• **JOB A**: In the Spline forum thread, translate the sentence "A more thorough investigation is needed." into Spanish.

+++ TEXT PROVIDED

It should be supported. Is there any error in logs? Try "USING DELTA" (not sure if it's going to make any difference, but we use it like that).

@wajda also when i added Using delta is didnt solved it

-- Drop the table 'Accounts1' if it exists
DROP TABLE IF EXISTS lineage_data.lineagedemo.Accounts1;
-- Drop the table 'V_Accounts1' if it exists
DROP TABLE IF EXISTS lineage_data.lineagedemo.V_Accounts1;

-- Creating the table 'Accounts1' using Delta format
CREATE TABLE lineage_data.lineagedemo.Accounts1(
    Id INT,
    Name STRING
) USING DELTA;

-- Creating or replacing the table 'V_Accounts1' based on the 'Accounts1' table, using Delta format
CREATE TABLE lineage_data.lineagedemo.V_Accounts1
USING DELTA AS
SELECT *
FROM lineage_data.lineagedemo.Accounts1;

zacayd avatar Jan 31 '24 10:01 zacayd

@wajda if i add Using delta it works also in create as select

-- Drop the table 'Accounts1' if it exists
DROP TABLE IF EXISTS Accounts1;
-- Drop the table 'V_Accounts1' if it exists
DROP TABLE IF EXISTS V_Accounts1;

-- Creating the table 'Accounts1' using Delta format
CREATE TABLE Accounts1(
    Id INT,
    Name STRING
) USING DELTA;

-- Creating or replacing the table 'V_Accounts1' based on the 'Accounts1' table, using Delta format
CREATE TABLE V_Accounts1
USING DELTA AS
SELECT *
FROM Accounts1;

zacayd avatar Jan 31 '24 11:01 zacayd

It might be possible that CREATE VIEW is either not supported by Spline, or is not trackable at all in Spark. A more thorough investigation is needed. Try to enable DEBUG logging in Spark and see if there is a message like

XXX was not recognized as a write-command

or Write extraction failed following an object structure dump.

Another small thing to try is to enable non persistent actions capturing like this:

spline.plugins.za.co.absa.spline.harvester.plugin.embedded.NonPersistentActionsCapturePlugin.enabled=true

If you still do no see any mentioning of your "VIEW" anywhere - in logs, errors, or lineage - then it's very likely that Spark simply do not provide the information about that action at the first place. Please try and let us know what you've found.

wajda avatar Jan 31 '24 16:01 wajda

I will try spline.plugins.za.co.absa.spline.harvester.plugin.embedded.NonPersistentActionsCapturePlugin.enabled=true But how can enable debug logging on Databricks?

zacayd avatar Feb 01 '24 06:02 zacayd

I have added spline.plugins.za.co.absa.spline.harvester.plugin.embedded.NonPersistentActionsCapturePlugin.enabled=true to the Advanced Setting it caused additional of execution plans- but none of them showed the view and the columns @wajda - Do you know how can i enable DEBUG logging in Databricks?

++++++

• **JOB B**: From the records, copy out the lines unchanged. Begin at the line that contains "point_to marks one point per instance of the thin" and stop after the line that contains "column 393, row 479".

+++ RECORDED DATA

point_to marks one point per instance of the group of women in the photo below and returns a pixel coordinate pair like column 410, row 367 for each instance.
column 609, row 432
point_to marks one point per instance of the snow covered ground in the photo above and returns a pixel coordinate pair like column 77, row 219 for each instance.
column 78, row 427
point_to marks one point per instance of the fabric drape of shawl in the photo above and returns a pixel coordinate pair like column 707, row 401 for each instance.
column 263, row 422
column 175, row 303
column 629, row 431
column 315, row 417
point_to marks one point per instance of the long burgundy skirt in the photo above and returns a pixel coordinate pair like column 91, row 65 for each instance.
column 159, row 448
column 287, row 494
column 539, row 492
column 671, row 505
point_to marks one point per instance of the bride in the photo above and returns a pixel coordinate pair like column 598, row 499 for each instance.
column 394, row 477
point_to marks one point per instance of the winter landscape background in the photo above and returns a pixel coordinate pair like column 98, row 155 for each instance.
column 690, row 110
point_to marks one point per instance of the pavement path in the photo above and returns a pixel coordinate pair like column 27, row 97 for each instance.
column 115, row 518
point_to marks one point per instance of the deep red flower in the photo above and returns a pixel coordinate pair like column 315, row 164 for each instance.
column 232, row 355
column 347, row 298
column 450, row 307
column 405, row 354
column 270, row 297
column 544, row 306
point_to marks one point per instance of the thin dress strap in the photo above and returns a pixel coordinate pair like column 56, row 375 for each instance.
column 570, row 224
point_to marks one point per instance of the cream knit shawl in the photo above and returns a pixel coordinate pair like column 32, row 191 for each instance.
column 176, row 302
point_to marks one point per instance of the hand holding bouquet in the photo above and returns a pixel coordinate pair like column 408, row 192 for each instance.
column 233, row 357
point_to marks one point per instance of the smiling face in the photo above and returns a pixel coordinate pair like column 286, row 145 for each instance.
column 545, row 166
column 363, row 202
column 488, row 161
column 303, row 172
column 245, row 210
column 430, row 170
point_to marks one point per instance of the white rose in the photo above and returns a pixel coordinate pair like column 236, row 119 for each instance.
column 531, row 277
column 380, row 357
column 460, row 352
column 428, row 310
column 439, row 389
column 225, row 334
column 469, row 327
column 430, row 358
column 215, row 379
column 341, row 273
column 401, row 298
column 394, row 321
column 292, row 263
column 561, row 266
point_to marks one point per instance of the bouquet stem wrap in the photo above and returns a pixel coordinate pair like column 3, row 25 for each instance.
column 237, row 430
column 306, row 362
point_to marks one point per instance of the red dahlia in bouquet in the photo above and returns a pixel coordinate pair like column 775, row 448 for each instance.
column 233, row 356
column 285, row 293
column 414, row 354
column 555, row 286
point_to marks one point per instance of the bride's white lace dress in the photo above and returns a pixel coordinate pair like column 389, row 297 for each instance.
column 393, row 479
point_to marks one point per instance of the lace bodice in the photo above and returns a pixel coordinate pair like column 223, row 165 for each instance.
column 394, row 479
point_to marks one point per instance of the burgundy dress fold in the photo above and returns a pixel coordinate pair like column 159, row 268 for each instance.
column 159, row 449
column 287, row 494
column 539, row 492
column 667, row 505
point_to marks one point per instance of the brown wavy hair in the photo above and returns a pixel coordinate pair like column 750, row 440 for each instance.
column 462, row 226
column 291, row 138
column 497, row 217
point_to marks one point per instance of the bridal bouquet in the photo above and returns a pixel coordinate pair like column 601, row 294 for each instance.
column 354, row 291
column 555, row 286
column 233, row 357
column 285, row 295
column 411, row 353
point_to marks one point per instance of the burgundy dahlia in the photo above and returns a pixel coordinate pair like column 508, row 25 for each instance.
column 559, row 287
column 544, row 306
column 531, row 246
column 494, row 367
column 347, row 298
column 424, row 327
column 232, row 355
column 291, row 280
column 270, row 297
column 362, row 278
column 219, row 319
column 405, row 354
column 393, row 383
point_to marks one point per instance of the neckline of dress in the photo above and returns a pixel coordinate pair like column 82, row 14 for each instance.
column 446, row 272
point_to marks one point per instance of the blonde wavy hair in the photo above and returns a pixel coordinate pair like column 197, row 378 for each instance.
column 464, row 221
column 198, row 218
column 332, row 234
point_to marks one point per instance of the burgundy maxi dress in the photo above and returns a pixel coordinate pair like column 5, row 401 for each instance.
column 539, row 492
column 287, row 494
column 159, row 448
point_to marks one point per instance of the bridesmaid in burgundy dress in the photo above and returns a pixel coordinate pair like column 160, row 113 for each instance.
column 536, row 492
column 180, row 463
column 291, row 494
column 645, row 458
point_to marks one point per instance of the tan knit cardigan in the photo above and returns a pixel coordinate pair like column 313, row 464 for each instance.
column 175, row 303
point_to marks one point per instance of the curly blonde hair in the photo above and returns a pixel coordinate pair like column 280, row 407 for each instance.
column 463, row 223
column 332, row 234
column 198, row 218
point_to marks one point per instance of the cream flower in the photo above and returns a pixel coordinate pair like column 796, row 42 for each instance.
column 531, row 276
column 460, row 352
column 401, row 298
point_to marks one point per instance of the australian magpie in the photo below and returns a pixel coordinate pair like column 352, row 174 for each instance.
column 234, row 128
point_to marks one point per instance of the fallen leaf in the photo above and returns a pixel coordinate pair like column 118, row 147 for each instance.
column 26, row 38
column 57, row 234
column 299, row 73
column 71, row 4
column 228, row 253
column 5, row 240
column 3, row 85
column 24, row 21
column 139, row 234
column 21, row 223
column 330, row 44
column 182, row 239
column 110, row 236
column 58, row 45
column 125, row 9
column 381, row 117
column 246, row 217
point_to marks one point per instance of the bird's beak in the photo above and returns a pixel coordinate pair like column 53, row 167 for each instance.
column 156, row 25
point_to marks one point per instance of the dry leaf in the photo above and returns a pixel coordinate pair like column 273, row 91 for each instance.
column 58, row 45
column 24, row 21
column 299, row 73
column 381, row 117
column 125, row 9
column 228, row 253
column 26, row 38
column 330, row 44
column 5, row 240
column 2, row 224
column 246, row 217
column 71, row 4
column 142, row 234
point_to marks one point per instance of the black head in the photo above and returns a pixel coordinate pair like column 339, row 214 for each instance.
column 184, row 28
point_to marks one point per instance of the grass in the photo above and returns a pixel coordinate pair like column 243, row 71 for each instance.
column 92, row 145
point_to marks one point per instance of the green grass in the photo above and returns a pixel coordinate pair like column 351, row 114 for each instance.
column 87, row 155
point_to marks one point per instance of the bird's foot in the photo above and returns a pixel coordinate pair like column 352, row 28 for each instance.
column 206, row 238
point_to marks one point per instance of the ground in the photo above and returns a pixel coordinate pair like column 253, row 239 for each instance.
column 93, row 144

++++++

• **COMPLETE OUTPUT A**: Se necesita una investigación más exhaustiva.

• **COMPLETE OUTPUT B**:
point_to marks one point per instance of the thin dress strap in the photo above and returns a pixel coordinate pair like column 56, row 375 for each instance.
column 570, row 224
point_to marks one point per instance of the cream knit shawl in the photo above and returns a pixel coordinate pair like column 32, row 191 for each instance.
column 176, row 302
point_to marks one point per instance of the hand holding bouquet in the photo above and returns a pixel coordinate pair like column 408, row 192 for each instance.
column 233, row 357
point_to marks one point per instance of the smiling face in the photo above and returns a pixel coordinate pair like column 286, row 145 for each instance.
column 545, row 166
column 363, row 202
column 488, row 161
column 303, row 172
column 245, row 210
column 430, row 170
point_to marks one point per instance of the white rose in the photo above and returns a pixel coordinate pair like column 236, row 119 for each instance.
column 531, row 277
column 380, row 357
column 460, row 352
column 428, row 310
column 439, row 389
column 225, row 334
column 469, row 327
column 430, row 358
column 215, row 379
column 341, row 273
column 401, row 298
column 394, row 321
column 292, row 263
column 561, row 266
point_to marks one point per instance of the bouquet stem wrap in the photo above and returns a pixel coordinate pair like column 3, row 25 for each instance.
column 237, row 430
column 306, row 362
point_to marks one point per instance of the red dahlia in bouquet in the photo above and returns a pixel coordinate pair like column 775, row 448 for each instance.
column 233, row 356
column 285, row 293
column 414, row 354
column 555, row 286
point_to marks one point per instance of the bride's white lace dress in the photo above and returns a pixel coordinate pair like column 389, row 297 for each instance.
column 393, row 479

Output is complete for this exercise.